Render every entry verbatim.

— Start —

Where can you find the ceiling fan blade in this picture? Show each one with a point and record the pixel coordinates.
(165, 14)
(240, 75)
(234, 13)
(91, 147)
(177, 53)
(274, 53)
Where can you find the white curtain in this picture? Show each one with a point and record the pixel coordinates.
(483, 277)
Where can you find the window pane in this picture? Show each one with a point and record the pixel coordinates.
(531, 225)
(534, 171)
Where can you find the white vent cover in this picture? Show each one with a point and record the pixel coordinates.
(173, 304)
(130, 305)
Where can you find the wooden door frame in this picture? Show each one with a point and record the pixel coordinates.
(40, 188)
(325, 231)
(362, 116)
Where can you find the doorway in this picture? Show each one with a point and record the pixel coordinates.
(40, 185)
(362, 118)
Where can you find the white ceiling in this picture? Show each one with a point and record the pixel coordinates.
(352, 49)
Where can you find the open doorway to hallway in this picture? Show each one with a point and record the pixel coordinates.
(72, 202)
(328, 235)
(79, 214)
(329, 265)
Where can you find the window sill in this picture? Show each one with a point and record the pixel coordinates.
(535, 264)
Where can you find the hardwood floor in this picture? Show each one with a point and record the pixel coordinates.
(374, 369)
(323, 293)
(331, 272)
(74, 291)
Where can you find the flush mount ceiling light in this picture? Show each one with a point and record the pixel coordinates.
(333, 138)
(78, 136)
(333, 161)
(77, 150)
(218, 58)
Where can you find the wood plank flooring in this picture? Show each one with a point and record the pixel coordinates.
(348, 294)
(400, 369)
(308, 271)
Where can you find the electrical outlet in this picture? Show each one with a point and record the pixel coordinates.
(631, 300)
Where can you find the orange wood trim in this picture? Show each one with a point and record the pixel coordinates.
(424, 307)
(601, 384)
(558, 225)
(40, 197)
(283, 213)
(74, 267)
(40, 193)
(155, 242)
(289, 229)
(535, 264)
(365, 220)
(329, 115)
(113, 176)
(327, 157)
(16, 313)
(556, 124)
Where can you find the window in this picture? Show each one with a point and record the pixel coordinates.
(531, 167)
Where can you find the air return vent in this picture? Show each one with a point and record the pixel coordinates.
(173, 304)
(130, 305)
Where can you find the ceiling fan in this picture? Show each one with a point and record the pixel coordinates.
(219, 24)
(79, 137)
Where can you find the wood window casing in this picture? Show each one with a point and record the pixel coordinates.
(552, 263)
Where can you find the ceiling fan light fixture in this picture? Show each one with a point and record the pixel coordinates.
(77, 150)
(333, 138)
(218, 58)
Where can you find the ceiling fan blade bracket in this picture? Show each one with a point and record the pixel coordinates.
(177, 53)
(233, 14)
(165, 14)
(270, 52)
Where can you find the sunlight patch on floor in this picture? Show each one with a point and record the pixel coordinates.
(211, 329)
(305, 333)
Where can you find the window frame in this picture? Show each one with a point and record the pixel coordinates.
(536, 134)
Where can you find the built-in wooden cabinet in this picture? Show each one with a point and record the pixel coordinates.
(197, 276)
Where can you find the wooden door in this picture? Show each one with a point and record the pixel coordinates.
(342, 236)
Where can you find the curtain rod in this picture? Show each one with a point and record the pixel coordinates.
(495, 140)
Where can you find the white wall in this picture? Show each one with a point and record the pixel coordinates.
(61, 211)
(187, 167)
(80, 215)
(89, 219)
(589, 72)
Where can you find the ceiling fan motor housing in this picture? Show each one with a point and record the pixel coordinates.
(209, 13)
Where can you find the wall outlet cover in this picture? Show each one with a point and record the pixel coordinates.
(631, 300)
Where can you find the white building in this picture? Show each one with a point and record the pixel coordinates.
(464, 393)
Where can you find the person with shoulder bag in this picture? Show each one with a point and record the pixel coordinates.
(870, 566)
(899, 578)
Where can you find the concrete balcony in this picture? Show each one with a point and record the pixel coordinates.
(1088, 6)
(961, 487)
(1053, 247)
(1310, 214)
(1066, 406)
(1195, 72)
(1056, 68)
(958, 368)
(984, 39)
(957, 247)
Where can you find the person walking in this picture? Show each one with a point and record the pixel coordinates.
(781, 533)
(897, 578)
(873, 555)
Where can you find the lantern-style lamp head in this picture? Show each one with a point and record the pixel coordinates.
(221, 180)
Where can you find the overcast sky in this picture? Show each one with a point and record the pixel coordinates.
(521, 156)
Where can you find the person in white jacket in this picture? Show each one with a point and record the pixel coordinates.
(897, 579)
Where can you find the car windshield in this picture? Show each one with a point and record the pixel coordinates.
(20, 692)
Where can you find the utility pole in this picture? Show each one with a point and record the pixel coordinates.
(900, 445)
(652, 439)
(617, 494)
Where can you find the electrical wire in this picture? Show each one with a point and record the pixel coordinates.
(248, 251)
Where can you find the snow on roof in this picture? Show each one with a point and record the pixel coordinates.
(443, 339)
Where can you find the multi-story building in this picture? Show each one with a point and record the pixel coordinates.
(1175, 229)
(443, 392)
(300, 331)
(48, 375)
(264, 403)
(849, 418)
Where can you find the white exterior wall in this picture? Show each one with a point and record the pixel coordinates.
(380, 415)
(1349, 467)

— End —

Written answer>
Where can you find the ceiling fan blade in this picture? Show each one with a point and record the pixel coordinates.
(165, 14)
(240, 75)
(234, 13)
(91, 147)
(177, 53)
(274, 53)
Where can you find the white curtain in this picture? Show each one with a point and record the pixel coordinates.
(483, 277)
Where can you find the window pane in this picture? Show each one with a point and record the pixel coordinates.
(531, 225)
(534, 171)
Where can you find the white vent cover in this picture? Show each one with a point and record the pixel coordinates.
(173, 304)
(130, 305)
Where can you find the wooden door frame in this picture? Show each one with a point and record the pixel coordinates.
(40, 188)
(325, 231)
(362, 116)
Where can you find the doorway in this picture? Show each one with a point and record the pixel coordinates.
(40, 185)
(362, 118)
Where can you find the white ceiling in this picture? Show each one with a point and record the pixel coordinates.
(352, 49)
Where can you find the open doorway to hallway in this picture? Show each one with a point and record the pixel coordinates.
(72, 202)
(328, 235)
(79, 214)
(329, 265)
Where can you find the window sill in this picture? Show each one with a point and record the pixel coordinates.
(535, 264)
Where can you find the hardwood floor in this picture? Show each one with a point and record the pixel coordinates.
(374, 369)
(323, 293)
(331, 272)
(74, 291)
Where can you find the flush mount ceiling light in this picture? Show each one with a point and record the pixel coordinates.
(333, 138)
(78, 136)
(333, 161)
(77, 150)
(218, 58)
Where can you find the wood plank flooring in this picture? Show each one with a point and record the pixel coordinates.
(348, 294)
(400, 369)
(308, 271)
Where can you find the electrical outlet in this picture? Show each one with a point and record the pixel coordinates.
(631, 300)
Where can you find the orange wood trim in this picture? Show each one with a point and record the pixel coordinates.
(424, 307)
(601, 384)
(558, 225)
(40, 197)
(283, 213)
(74, 267)
(40, 193)
(155, 242)
(289, 229)
(535, 264)
(365, 220)
(329, 115)
(113, 176)
(327, 157)
(16, 313)
(556, 124)
Where can you find the window in this picture? Show each one with a point and record the pixel coordinates.
(531, 167)
Where can you find the air return vent in this picture? Show each one with a point and record the pixel coordinates.
(173, 304)
(130, 305)
Where can you find the ceiling fan in this picture? Show each one with a point and record the pixel coordinates.
(219, 24)
(79, 137)
Where can you find the wood window casing in this picture? Show each one with a point and record the pixel coordinates.
(552, 263)
Where can you find the ceiling fan light fixture in this picture? Show each one with a point and record the pixel coordinates.
(77, 150)
(333, 138)
(218, 58)
Where can you find the ceiling fan blade bracket in this picture? Show each one with a point and record the pixel coordinates.
(177, 53)
(233, 14)
(165, 14)
(270, 52)
Where can you find the sunlight patch on floor in this picture? Show each one with a point and record the pixel coordinates.
(211, 329)
(305, 333)
Where can you find the window frame in this picture? Show each one with a point and record the pixel coordinates.
(536, 134)
Where can you find the built-in wooden cabinet in this picture? Show each one with a point and record the pixel coordinates.
(197, 276)
Where can you find the wooden door in this picture? Show each one with a point and record the pixel coordinates.
(342, 236)
Where can you find the curtain rod in this picture? Show each one with a point and record the pixel coordinates.
(495, 140)
Where can you find the white wall in this picture? Show each one with a point and record the pixel coordinates.
(61, 211)
(187, 167)
(80, 215)
(89, 219)
(589, 72)
Where can you find the ceiling fan motor housing in this picture? Show each one with a point and record the pixel coordinates.
(209, 13)
Where can you find the wall outlet cover in this picture? Show each one with a point and record the pixel coordinates.
(631, 300)
Where can you find the white building in this picture? Show each one with a point and record the pixel coordinates.
(464, 393)
Where can you find the person with shoulder bag in this picture? Show each one with a point and record the pixel coordinates.
(870, 566)
(899, 578)
Where can you find the concrete balcony in this picture? Show each one with a point and record the pixel coordinates.
(1088, 6)
(961, 487)
(1053, 247)
(1310, 214)
(1066, 406)
(1195, 72)
(1056, 68)
(958, 368)
(984, 39)
(957, 247)
Where can you find the person walking in this picture? Show each one with a point and record the pixel coordinates.
(781, 533)
(897, 578)
(873, 555)
Where can you find the lantern-style lamp head in this picture? Show each one with a point and record the pixel coordinates.
(221, 180)
Where can you find the overcast sky in this picture? Show each one with a point and record the pixel coordinates.
(521, 156)
Where can you find the person in white jacket in this picture? Show each one with a point and record the pixel coordinates.
(897, 579)
Where can you find the car windshield in this picture? Show each one with a point and record the pixel coordinates.
(20, 692)
Where can you find the utility pole in this picture? Show each one with a point and record the pixel coordinates.
(900, 445)
(652, 439)
(617, 494)
Where can you find the electrical wire in this picture? Show each one with a point and record the pixel coordinates.
(248, 251)
Where can you find the snow on roof in this picture? Show each one with a point and record the pixel coordinates.
(443, 339)
Where can you find the multi-story building in this picture? Show each one with a point and record the pixel coordinates.
(1175, 229)
(443, 392)
(300, 331)
(48, 375)
(264, 403)
(849, 418)
Where can you find the white exterior wall in this picture? Show each one with a point and record the pixel coordinates.
(380, 415)
(1349, 467)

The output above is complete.